* YOUR OBJECTIVE
Copy the entries that follow, exactly and completely.

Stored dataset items
__________________________________________________
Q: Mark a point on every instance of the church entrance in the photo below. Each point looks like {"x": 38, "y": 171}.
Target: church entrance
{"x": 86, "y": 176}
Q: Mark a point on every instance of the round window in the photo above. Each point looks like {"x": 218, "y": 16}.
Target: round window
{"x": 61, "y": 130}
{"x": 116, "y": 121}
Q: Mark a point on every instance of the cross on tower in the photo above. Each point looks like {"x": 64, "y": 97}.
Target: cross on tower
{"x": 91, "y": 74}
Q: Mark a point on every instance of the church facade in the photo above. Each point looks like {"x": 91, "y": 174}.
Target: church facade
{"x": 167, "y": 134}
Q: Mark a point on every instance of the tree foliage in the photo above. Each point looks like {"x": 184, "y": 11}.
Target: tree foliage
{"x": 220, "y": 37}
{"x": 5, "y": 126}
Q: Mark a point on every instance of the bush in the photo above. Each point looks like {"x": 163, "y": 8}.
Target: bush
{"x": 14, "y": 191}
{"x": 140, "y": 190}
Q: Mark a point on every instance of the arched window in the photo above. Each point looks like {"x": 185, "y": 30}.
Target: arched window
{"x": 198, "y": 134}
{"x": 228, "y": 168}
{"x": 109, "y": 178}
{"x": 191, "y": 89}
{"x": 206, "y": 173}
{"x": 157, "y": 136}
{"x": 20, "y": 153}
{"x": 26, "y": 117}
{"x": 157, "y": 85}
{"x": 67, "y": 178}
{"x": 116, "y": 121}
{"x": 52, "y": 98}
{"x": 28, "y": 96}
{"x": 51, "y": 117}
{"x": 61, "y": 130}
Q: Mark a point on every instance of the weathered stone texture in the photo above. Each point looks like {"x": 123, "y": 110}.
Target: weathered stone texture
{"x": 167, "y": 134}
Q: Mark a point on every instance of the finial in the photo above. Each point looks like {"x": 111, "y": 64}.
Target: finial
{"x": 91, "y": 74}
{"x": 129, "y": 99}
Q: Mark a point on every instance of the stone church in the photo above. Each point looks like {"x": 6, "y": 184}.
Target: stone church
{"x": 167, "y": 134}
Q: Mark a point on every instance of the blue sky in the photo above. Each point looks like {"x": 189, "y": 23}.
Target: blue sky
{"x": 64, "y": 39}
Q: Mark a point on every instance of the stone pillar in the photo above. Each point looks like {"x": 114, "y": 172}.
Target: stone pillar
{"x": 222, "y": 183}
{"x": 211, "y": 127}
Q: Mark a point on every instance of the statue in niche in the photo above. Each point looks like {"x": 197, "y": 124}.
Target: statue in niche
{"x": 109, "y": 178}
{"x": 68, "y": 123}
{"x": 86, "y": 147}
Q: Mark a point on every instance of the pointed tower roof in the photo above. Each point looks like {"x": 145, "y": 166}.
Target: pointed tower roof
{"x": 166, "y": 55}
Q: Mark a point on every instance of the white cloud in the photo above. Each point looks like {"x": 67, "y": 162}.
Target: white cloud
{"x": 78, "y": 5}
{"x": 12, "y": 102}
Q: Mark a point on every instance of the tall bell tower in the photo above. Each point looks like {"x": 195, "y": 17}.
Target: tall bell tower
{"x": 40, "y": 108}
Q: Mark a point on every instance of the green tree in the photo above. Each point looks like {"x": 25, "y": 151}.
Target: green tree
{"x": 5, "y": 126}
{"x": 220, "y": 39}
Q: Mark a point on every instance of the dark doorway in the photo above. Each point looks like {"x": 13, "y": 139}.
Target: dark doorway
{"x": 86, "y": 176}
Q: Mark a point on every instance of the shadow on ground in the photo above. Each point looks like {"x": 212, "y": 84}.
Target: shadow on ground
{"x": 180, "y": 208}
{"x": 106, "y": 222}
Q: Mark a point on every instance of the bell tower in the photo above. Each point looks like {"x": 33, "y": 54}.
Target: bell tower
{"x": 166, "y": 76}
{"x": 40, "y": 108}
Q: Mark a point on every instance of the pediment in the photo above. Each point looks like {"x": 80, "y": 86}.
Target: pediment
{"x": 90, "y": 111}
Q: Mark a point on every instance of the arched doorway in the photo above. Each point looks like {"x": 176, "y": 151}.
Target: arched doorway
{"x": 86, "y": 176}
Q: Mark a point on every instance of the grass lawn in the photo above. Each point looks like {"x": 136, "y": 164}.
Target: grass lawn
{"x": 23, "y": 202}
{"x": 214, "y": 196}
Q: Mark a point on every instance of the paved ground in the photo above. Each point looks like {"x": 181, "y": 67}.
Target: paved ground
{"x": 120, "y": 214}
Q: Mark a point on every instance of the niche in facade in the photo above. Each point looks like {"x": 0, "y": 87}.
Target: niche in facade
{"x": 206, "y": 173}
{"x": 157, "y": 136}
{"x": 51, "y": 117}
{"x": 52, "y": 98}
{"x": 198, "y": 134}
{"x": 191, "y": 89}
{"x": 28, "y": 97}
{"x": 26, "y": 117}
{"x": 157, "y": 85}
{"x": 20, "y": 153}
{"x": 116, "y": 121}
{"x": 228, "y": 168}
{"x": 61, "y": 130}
__________________________________________________
* ANSWER SPACE
Q: Mark a point on every instance of the church entrance in the photo below. Each point looks like {"x": 38, "y": 171}.
Target: church entrance
{"x": 86, "y": 176}
Q: Mark a point on every instance of the round window in the photo above. Each point looks like {"x": 218, "y": 16}.
Target: round window
{"x": 61, "y": 130}
{"x": 116, "y": 121}
Q: Mark a point on every instance of the cross on tower in the photo above. Each point looks like {"x": 64, "y": 97}.
Target: cross on tower
{"x": 91, "y": 74}
Q: Mark a point on every instance of the church facade in the photo above. Each point looks like {"x": 91, "y": 174}.
Target: church facade
{"x": 167, "y": 134}
Q: Mark a point on every instance of the tree foliage in the photo above. Each point looks like {"x": 184, "y": 11}.
Target: tree foliage
{"x": 220, "y": 37}
{"x": 5, "y": 126}
Q: Mark a point on every instance of the bush in the photo above. Each point looks like {"x": 163, "y": 8}.
Target: bush
{"x": 14, "y": 191}
{"x": 140, "y": 190}
Q: Mark a point on every instance of the arched window in the photo above. Each point looks like {"x": 185, "y": 30}.
Target: arched window
{"x": 198, "y": 134}
{"x": 228, "y": 168}
{"x": 109, "y": 178}
{"x": 191, "y": 89}
{"x": 206, "y": 173}
{"x": 157, "y": 136}
{"x": 20, "y": 153}
{"x": 26, "y": 117}
{"x": 157, "y": 85}
{"x": 67, "y": 178}
{"x": 116, "y": 121}
{"x": 52, "y": 98}
{"x": 28, "y": 96}
{"x": 51, "y": 117}
{"x": 61, "y": 130}
Q: Mark a point on every instance of the weathered stone texture in the photo above. Each point looks like {"x": 123, "y": 110}.
Target: weathered stone texture
{"x": 167, "y": 134}
Q: Mark a point on every instance of the finial in the photo above. Each point looks like {"x": 111, "y": 64}.
Target: finial
{"x": 91, "y": 74}
{"x": 129, "y": 99}
Q: Mark a point on every instance of the stone church in the photo above. Each point looks like {"x": 6, "y": 184}.
Target: stone church
{"x": 167, "y": 134}
Q: Mark a point on every instance of the blue sky in the photo above. Each point looks like {"x": 189, "y": 23}.
Target: blue sky
{"x": 64, "y": 39}
Q: Mark a point on every instance of the stone pillar in the photo above. Each point looks like {"x": 114, "y": 172}.
Target: stone pillar
{"x": 222, "y": 183}
{"x": 211, "y": 127}
Q: Mark a point on every instance of the statue in niche in the photo above. Each point looks like {"x": 197, "y": 124}.
Target: statue in niche
{"x": 109, "y": 178}
{"x": 68, "y": 123}
{"x": 86, "y": 147}
Q: Mark a point on every instance of the pointed tower roof in the photo above. Each point looks like {"x": 145, "y": 166}.
Target: pointed tower roof
{"x": 166, "y": 55}
Q: Mark a point on every instance of the white cloud in the photo above. Each point looks like {"x": 67, "y": 162}.
Target: white cloud
{"x": 78, "y": 5}
{"x": 12, "y": 102}
Q: Mark a point on every instance of the tall bell tower in the photo above. Each point looks like {"x": 195, "y": 17}.
Target: tall bell tower
{"x": 40, "y": 108}
Q: Mark a point on every instance of the green tree in the photo above. Each point looks like {"x": 25, "y": 151}.
Target: green tree
{"x": 5, "y": 126}
{"x": 220, "y": 39}
Q: Mark a point on every instance of the dark doorway in the photo above. Each point looks like {"x": 13, "y": 139}.
Target: dark doorway
{"x": 86, "y": 176}
Q: Mark a point on every instance of the shadow on ground in the photo above. Each point looks like {"x": 212, "y": 84}.
Target: shadow on ground
{"x": 180, "y": 208}
{"x": 106, "y": 222}
Q: Mark a point on every instance of the bell tower in the photo above. Each point looks like {"x": 33, "y": 54}.
Target: bell tower
{"x": 166, "y": 76}
{"x": 40, "y": 108}
Q: Mark a point on every instance of the pediment in the photo above. Each point looks like {"x": 80, "y": 86}.
Target: pediment
{"x": 90, "y": 111}
Q: Mark a point on every instance of the arched doorway in the photo above. Each point looks like {"x": 176, "y": 151}.
Target: arched doorway
{"x": 86, "y": 176}
Q: Mark a point on every instance of the grass lawn in the photo above. Each point looks like {"x": 136, "y": 164}.
Target: grass lawn
{"x": 23, "y": 202}
{"x": 214, "y": 196}
Q: Mark a point on every instance of the paved ground in the photo above. Each point looks like {"x": 181, "y": 67}.
Target: paved ground
{"x": 120, "y": 214}
Q: Mark a point on every instance of the niche in facade in the photo above. Each point looks like {"x": 0, "y": 87}.
Target: niche in facade
{"x": 206, "y": 173}
{"x": 157, "y": 136}
{"x": 51, "y": 117}
{"x": 52, "y": 98}
{"x": 198, "y": 134}
{"x": 191, "y": 89}
{"x": 28, "y": 97}
{"x": 26, "y": 117}
{"x": 157, "y": 85}
{"x": 20, "y": 153}
{"x": 116, "y": 121}
{"x": 228, "y": 168}
{"x": 61, "y": 130}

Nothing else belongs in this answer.